[start of RECORDS SUPPLIED]
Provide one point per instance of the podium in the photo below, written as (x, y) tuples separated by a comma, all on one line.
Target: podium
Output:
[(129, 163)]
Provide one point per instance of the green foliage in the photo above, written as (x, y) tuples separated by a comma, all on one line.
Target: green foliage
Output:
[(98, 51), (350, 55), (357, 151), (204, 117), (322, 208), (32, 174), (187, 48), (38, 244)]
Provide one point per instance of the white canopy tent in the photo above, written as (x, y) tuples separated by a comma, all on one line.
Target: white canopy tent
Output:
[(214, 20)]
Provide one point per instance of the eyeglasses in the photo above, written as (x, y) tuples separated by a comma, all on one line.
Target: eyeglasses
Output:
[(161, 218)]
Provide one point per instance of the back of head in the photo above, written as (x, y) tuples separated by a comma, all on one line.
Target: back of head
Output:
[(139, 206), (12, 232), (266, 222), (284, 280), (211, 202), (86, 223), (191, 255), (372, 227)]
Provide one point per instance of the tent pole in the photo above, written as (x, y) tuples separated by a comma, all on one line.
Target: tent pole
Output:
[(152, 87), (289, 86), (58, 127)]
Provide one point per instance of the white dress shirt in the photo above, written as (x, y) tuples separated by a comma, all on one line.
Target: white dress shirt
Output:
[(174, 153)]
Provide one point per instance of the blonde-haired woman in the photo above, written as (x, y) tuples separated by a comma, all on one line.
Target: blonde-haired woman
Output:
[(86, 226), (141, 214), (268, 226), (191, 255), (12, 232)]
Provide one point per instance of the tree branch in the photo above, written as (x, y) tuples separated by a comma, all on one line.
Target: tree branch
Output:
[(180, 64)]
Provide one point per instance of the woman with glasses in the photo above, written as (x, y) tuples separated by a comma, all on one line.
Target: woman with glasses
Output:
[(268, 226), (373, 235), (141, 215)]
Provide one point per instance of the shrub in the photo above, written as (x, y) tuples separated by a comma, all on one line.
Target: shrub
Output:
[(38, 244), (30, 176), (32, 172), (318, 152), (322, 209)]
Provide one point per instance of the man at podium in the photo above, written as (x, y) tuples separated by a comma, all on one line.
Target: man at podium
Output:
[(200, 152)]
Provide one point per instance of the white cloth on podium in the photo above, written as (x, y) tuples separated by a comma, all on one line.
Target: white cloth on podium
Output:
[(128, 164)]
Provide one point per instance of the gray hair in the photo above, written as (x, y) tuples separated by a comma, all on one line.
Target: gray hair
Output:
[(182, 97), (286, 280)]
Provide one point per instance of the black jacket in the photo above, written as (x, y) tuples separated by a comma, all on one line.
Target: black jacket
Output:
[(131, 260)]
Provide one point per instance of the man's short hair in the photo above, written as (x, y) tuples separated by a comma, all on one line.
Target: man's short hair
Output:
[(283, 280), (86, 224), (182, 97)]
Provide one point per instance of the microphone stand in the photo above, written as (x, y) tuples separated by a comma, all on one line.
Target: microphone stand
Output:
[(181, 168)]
[end of RECORDS SUPPLIED]
**SET TASK**
Reproduce the rows word for word, starting at the line that contains "Provide one point per instance of the tree" and ending after the line that contains "[(128, 164)]".

**TASK SOLUTION**
Provide one point per instance of the tree branch in the photo above, written as (x, y) tuples separated by a comma, all on one line.
Target: tree branch
Output:
[(180, 64)]
Provide one point per instance of the woman with glasses in the photo above, written as (x, y) tuples separated by a comma, all on one line.
Target: woman with glasses
Output:
[(268, 226), (373, 235), (141, 215)]
Provide one point per instance of the shrub in the photo above, written as (x, y) tuples separated by a comma, all on one line.
Target: shrub
Output:
[(38, 244), (30, 176), (32, 172), (318, 152), (322, 209)]
Provide one point per instance of the man at podium in the photo above, written as (x, y) tuples separated by a comma, all on one line.
Target: man at podium
Output:
[(200, 152)]
Provide one point per instance of the white cloth on podium in the photo above, written as (x, y) tuples separated by a comma, all on one line.
Target: white cloth on podium
Output:
[(128, 164)]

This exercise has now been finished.